§ **Instructions**
**A)** Update the biomass discussion between "Here’s more info, and" and "are there (roughly)", inclusive, so that "biomass energy" becomes "waste-to-energy power".
**B)** Condense the paragraph of the biomass discussion that opens with "I disagree with the previous sentiment" into a short bulleted list that keeps its main points.

§ **Text**
>>
I disagree with the previous sentiment that land is too scarce to grow crops for energy. Certainly if we continue to build out fertile land, we will not have enough of it to sustain our food, let alone energy, requirements. We need food and energy, and these needs must be balanced against population growth. One of the biggest reasons fertile land is built out is because larger profits can be made from development than farming. In Hawaii and other places all over the world, developers are at constant odds with farmers. If a farmer can eke out a successful living growing tree crops for biomass production, then so be it. It is better in the long-term that we are able to maintain that land for agricultural production – even though it is for biomass, which may not currently be the most elegant solution to our energy demands – than lose it to development. Once land is built on, it will logically NEVER be reverted to farmland. It would be much easier to convert the farm from energy to food crop in the future than to convert the land use from urban to agricultural. Food production in Hawaii and the U.S. in general will probably continue to be less and less economical due to low labor costs abroad. As food crop production continues to wane in this country, agricultural land will be up for grabs. Better to be planting crops for energy than planting buildings. How do you think we ended up in this predicament of land scarcity to begin with? We keep allowing our fertile lands to be developed into urban sprawl.

I suppose fertile space can be either directly or indirectly required to feed a biomass power plant. Garbage / trash both are used to feed power plants and they are called ‘waste to energy’ facilities. The biodegradable portion of municipal waste can be used to fuel biomass plants.

Here’s more info, and if you search the internet a tiny bit you will find tons more.

Where in the world is biomass energy really used and how many plants are there (roughly)
<<
§ **Given data**
>>
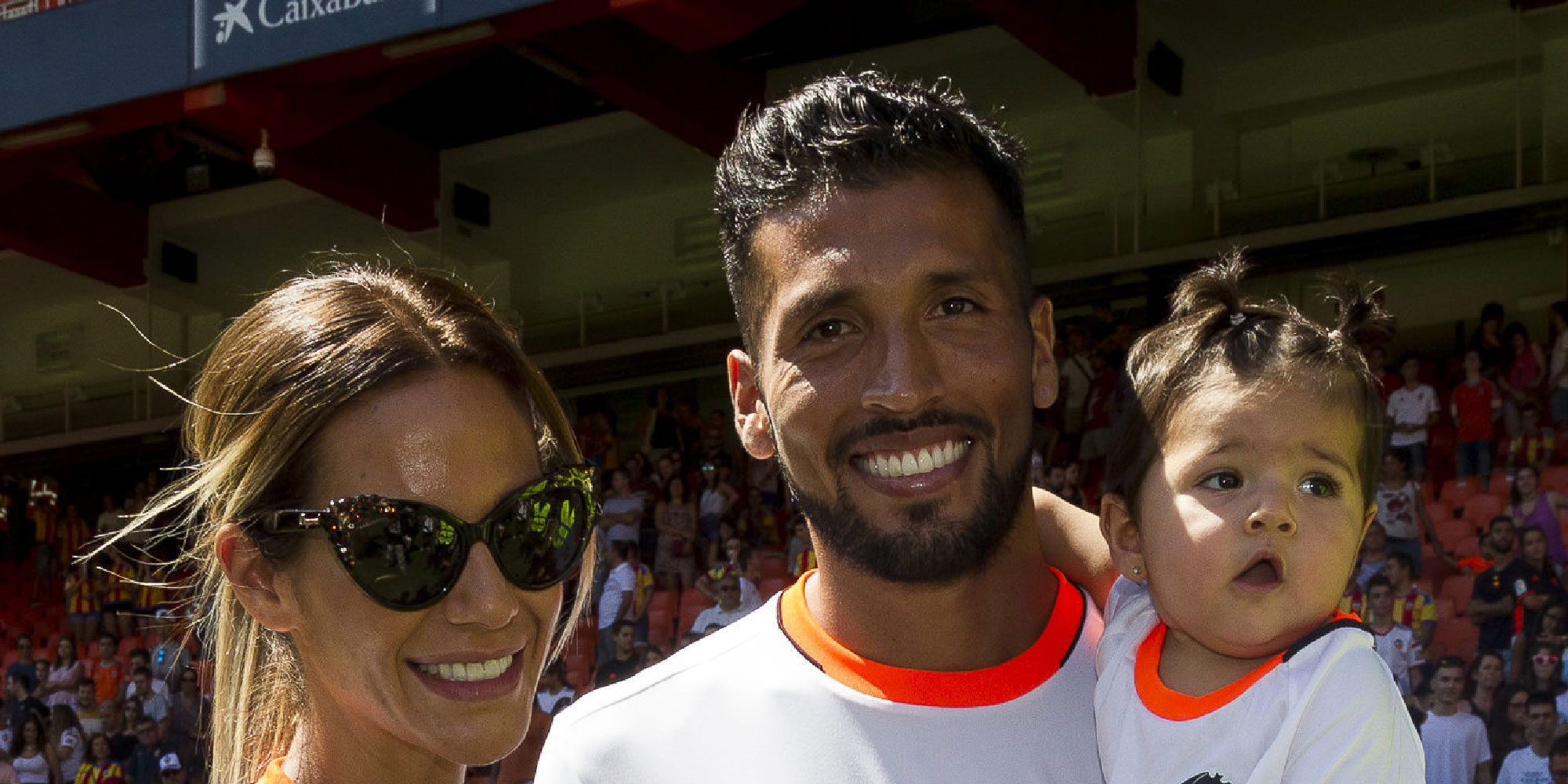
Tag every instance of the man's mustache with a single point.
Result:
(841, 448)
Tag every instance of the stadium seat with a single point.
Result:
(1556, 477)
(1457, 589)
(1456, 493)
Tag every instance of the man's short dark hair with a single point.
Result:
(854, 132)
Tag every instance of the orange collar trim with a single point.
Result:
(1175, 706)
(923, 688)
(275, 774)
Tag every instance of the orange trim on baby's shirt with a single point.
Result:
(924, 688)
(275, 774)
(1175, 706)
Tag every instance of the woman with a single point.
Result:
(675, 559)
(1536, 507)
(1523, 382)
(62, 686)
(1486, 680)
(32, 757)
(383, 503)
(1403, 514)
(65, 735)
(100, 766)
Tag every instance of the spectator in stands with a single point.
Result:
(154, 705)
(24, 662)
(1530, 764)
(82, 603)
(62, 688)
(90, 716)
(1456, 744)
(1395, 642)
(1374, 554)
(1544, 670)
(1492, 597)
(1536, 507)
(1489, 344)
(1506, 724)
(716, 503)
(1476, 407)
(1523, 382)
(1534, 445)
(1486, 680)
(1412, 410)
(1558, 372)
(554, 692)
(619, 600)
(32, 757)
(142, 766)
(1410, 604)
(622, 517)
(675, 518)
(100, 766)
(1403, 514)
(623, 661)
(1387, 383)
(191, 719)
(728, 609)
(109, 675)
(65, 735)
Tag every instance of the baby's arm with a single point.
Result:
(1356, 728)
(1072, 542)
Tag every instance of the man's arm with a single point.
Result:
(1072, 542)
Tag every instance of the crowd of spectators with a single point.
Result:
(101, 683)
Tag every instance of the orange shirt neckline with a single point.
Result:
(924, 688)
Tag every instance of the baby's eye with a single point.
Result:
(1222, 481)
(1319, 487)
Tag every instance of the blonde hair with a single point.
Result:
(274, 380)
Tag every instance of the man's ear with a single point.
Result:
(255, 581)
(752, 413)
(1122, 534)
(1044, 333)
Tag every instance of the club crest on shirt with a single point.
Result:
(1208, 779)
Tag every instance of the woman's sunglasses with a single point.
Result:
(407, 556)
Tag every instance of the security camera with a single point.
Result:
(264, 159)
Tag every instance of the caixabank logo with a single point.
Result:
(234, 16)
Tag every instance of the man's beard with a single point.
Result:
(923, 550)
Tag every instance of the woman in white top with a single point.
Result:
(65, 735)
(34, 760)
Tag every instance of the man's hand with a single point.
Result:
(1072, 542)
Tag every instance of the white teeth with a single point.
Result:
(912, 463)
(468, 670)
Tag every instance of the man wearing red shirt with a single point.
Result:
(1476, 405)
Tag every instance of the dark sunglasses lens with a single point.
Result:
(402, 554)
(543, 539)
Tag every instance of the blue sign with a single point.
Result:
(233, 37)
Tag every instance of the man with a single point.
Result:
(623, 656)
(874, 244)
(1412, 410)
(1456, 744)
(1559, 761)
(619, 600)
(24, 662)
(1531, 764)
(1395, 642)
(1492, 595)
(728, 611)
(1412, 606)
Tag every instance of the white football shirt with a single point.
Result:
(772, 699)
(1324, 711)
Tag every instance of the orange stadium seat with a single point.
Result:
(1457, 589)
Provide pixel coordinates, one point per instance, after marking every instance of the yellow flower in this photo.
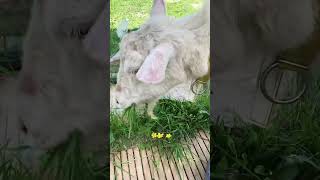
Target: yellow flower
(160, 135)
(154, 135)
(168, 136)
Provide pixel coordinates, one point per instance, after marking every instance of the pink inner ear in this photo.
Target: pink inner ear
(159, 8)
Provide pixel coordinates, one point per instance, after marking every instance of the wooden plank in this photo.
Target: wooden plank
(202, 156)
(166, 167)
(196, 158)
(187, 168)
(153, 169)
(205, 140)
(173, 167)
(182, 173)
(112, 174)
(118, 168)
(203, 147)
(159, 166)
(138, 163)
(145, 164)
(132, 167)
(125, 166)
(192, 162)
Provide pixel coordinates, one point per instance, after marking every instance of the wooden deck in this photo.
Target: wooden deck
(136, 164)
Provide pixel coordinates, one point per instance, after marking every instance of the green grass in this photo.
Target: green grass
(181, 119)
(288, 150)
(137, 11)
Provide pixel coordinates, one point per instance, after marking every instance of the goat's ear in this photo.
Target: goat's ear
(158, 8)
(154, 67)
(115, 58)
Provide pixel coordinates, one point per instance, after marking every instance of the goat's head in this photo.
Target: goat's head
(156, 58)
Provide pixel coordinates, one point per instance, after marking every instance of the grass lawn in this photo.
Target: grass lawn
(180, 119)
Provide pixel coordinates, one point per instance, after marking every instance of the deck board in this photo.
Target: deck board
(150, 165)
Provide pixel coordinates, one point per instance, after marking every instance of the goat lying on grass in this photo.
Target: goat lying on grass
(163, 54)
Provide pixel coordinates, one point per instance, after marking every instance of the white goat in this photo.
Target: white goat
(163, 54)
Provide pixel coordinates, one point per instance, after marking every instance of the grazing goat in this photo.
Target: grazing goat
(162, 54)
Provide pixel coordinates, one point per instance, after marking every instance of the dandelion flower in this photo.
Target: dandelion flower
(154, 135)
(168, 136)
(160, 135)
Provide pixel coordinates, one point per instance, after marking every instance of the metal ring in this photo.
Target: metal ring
<<
§ **Answers provided**
**A)**
Here’s more info, and if you search the internet a tiny bit you will find tons more.

Where in the world is waste-to-energy power really used and how many plants are there (roughly)

**B)**
- The writer rejects the claim that land is too scarce to grow energy crops.
- If fertile land keeps being built on, there will not be enough for food, let alone energy.
- Fertile land is often developed because development earns larger profits than farming, and developers clash with farmers in Hawaii and elsewhere.
- Farming tree crops for biomass is better than losing the land to development, even if biomass is not the most elegant energy solution.
- Built-on land will never return to farming, while an energy farm can later switch to food crops.
- Food production in Hawaii and the U.S. will likely become less economical because of low labor costs abroad, which will free up farmland.
- It is better to plant energy crops than buildings, since urban sprawl on fertile land caused the land scarcity in the first place.